___ SOURCE ___
3. Les 5 et 6 août 2010, les tiers lésés précités assignent en référé expertise seulement le promoteur vendeur et l’assureur dommages ouvrage tandis que celui-ci, par acte extrajudiciaire des 21 et 30 septembre 2010, appelle alors en la cause un certain nombre de constructeurs et leurs assureurs dont notamment l’entrepreneur de gros œuvre et son assureur AXA FRANCE IARD, ci-après dénommé AXA.
Le juge des référés, après jonction des actions/demandes des tiers lésés précités et des actions/demandes de l’assureur dommages ouvrage, rend le 21 octobre 2010 une unique ordonnance désignant un expert qui dépose son rapport le 9 juin 2014.
4. Par assignation du 11 septembre 2014, les tiers lésés saisissent le juge du fond d’une demande à l’encontre du promoteur/vendeur, de l’assureur dommages ouvrage et des constructeurs et assureurs concernés, sur des fondements juridiques différents, requérant notamment la mise en œuvre de la garantie décennale à l’encontre de l’entrepreneur de gros œuvre et la mobilisation de la couverture d’assurance de ladite garantie décennale par son assureur AXA.
___ DONNÉES ENREGISTRÉES ___
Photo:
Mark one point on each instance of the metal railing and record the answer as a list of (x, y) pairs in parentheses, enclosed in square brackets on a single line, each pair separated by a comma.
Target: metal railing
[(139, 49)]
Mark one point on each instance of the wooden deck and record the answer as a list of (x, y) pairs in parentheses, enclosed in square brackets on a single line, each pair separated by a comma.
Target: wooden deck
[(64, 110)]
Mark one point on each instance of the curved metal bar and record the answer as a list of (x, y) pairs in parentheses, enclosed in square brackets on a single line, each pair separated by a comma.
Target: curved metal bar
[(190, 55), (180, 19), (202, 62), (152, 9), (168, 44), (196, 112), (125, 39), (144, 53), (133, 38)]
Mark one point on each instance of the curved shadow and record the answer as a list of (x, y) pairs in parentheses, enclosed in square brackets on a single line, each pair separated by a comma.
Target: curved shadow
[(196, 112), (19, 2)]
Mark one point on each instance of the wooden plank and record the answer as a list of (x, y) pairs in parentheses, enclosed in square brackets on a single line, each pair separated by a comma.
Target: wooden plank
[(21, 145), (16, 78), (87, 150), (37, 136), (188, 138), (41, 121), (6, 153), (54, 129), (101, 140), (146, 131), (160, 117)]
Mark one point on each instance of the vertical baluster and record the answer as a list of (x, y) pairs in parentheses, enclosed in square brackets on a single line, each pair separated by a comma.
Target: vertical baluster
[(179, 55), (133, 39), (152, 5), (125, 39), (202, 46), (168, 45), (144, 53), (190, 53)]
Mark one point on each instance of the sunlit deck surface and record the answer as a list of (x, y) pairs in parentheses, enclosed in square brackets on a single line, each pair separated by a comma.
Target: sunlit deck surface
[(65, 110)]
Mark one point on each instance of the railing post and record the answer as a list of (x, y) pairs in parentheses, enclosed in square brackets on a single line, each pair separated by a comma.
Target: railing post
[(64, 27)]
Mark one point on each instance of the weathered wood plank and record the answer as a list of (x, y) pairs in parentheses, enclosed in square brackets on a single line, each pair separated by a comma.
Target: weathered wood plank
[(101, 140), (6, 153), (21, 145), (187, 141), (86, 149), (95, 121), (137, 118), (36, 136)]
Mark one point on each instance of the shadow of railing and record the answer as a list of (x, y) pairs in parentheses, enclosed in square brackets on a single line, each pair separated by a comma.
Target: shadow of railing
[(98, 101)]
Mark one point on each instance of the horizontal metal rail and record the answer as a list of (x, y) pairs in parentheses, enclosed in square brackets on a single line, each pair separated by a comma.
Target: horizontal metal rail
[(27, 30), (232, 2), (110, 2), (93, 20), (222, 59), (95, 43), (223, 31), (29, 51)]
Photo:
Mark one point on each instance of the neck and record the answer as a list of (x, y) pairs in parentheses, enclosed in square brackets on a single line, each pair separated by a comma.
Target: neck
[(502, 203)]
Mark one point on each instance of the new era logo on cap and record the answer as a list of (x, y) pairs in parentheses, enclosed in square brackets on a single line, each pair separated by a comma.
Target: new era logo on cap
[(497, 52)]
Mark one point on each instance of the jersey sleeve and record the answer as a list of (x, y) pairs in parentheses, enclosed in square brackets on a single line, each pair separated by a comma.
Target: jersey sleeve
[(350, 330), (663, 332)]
___
CONSIGNES:
1) D'après le texte sur le litige de construction, pourquoi le juge des référés rend-il une seule ordonnance le 21 octobre 2010 ? Répondez en une à trois phrases.
2) Prolongez le texte sur le litige de construction à partir de sa dernière phrase.

CORRIGÉ:
1) Le juge des référés a d'abord joint les demandes des tiers lésés et celles de l'assureur dommages ouvrage. C'est après cette jonction qu'il rend le 21 octobre 2010 une unique ordonnance désignant un expert.

2)
5. Par jugement rendu le 1er avril 2016, le tribunal de grande instance de Bonneville met hors de cause notamment l’entrepreneur de gros œuvre et son assureur de responsabilité décennale pour un certain nombre de motifs qu’il n’est pas ici opportun de rappeler dans le détail, sauf à dire que le tribunal a jugé que :
6. Par arrêt du 16 janvier 2018, la cour de Chambéry, réformant partiellement le jugement précité, déclare l’action des tiers lésés recevables, aux motifs notamment que :
l’action du syndicat des copropriétaires était recevable dès lors que la délivrance de l’assignation au fond le 11 septembre 2014 a été effectuée avant l’expiration du délai de 10 ans computé à compter du 7 juillet 2001 (date de la réception), soit avant le 17 juillet 2011, délai augmenté d’un délai de 2 ans en vertu de la règle selon laquelle le tiers lésé peut exercer une action directe à l’encontre de l’assureur du responsable tant que celui-ci reste exposé aux recours de son assuré (en vertu de l’article L. 114-1 du Code des assurances), soit le 17 juillet 2013,
le délai d’action à l’encontre de l’assureur a en outre été suspendu en application de l’article 2239 du Code civil, entre la date de l’ordonnance de référé du 21 octobre 2010 et six mois après la date du dépôt du rapport d’expertise du 7 janvier 2014, soit le 7 décembre 2014, date antérieure à la saisine du juge du fond par exploit extra-judiciaire du 11 septembre 2014.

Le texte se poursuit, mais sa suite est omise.